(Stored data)
::::::

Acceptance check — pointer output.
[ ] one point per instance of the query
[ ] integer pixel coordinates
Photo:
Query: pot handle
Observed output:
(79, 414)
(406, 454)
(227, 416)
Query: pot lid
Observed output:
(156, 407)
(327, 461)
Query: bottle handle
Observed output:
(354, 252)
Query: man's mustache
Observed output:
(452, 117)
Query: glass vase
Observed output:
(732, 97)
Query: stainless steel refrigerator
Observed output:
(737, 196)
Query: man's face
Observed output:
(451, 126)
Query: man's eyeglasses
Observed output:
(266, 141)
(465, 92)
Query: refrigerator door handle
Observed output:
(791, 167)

::::::

_Your instructions_.
Format every line of the data above as a numbered list, omitting any blank lines.

_Task solution_.
1. Acceptance check — pointer output.
2. [ ] one point per instance of the query
3. [ ] integer pixel coordinates
4. Photo:
5. Query: pot handle
6. Observed output:
7. (79, 414)
8. (406, 454)
9. (227, 416)
10. Query: pot lid
11. Observed output:
12. (156, 407)
13. (327, 461)
14. Query: bottle handle
15. Observed output:
16. (354, 252)
17. Query: man's mustache
18. Observed output:
19. (452, 117)
20. Query: glass vase
21. Observed output:
22. (732, 97)
23. Query: stainless steel refrigerator
24. Observed output:
25. (737, 196)
26. Query: man's face
27. Observed output:
28. (451, 126)
29. Query: man's eyeglasses
30. Observed output:
31. (266, 141)
32. (465, 92)
33. Query: refrigerator door handle
34. Observed output:
35. (791, 167)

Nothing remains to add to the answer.